- [Quoted passage]

SULLIVAN v. SULLIVAN

Reset A A Font size: Print

Supreme Court, Appellate Division, Second Department, New York.

John SULLIVAN, Respondent, v. Lana SULLIVAN, Appellant.

Decided: September 22, 1997

Before MILLER, J.P., and FRIEDMANN, KRAUSMAN and FLORIO, JJ. Gerald Gardner Wright, P.C. & Associates, Hempstead (Andrew C. Lang, of counsel), for appellant. Edwin J. Mulhern, Carle Place, for respondent.

In a matrimonial action in which the parties were divorced by judgment entered April 10, 1989, the defendant former wife appeals from (1) stated portions of an order of the Supreme Court, Nassau County (Franco, J.), entered May 7, 1996, which, after a hearing, inter alia, reduced the plaintiff former husband's total child support and maintenance obligation to $300 per week, and (2) so much of a judgment of the same court, entered May 23, 1996, as failed to award her interest on the support arrears.

- [Task details] According to the court decision, what amount was the former husband's total child support and maintenance obligation reduced to?

Records from a data collection
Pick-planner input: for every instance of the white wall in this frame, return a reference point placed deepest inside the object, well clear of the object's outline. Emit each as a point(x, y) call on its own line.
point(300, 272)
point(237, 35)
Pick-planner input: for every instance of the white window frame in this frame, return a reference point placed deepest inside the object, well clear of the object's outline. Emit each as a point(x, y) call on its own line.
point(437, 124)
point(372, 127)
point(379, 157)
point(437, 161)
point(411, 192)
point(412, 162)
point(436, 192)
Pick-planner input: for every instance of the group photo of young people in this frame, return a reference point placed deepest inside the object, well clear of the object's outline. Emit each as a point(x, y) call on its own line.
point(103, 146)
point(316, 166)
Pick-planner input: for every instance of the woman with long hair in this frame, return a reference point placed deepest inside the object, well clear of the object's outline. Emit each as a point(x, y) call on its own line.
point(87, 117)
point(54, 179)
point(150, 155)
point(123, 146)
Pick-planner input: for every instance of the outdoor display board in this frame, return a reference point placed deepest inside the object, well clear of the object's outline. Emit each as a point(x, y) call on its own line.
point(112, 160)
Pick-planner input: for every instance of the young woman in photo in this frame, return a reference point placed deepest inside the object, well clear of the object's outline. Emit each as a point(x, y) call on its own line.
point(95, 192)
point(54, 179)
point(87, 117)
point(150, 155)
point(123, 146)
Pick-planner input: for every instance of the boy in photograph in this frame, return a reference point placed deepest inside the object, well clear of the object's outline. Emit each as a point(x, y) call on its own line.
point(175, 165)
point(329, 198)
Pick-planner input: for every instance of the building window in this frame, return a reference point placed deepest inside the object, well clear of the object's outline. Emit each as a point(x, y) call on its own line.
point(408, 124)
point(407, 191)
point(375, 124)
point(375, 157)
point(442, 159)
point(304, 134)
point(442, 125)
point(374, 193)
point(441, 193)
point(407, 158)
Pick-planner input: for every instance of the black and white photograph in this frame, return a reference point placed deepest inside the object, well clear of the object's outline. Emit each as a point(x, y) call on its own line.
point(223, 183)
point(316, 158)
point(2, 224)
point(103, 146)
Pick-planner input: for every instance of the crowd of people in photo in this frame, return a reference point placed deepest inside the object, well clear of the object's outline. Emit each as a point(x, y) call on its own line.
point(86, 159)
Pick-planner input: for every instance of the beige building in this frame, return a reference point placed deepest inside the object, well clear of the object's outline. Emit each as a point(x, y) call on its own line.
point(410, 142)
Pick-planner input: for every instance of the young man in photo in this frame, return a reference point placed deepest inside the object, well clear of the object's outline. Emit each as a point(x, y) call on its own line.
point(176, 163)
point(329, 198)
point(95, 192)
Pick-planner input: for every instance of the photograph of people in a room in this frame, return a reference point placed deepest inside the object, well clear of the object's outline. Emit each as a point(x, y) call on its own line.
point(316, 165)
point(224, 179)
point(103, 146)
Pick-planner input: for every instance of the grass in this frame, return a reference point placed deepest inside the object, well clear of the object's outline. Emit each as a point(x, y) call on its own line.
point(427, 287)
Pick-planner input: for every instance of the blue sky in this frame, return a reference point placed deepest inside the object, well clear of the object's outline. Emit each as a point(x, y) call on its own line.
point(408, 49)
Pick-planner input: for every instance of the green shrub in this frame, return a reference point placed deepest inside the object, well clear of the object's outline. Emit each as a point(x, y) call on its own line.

- [Written solution] $300 per week.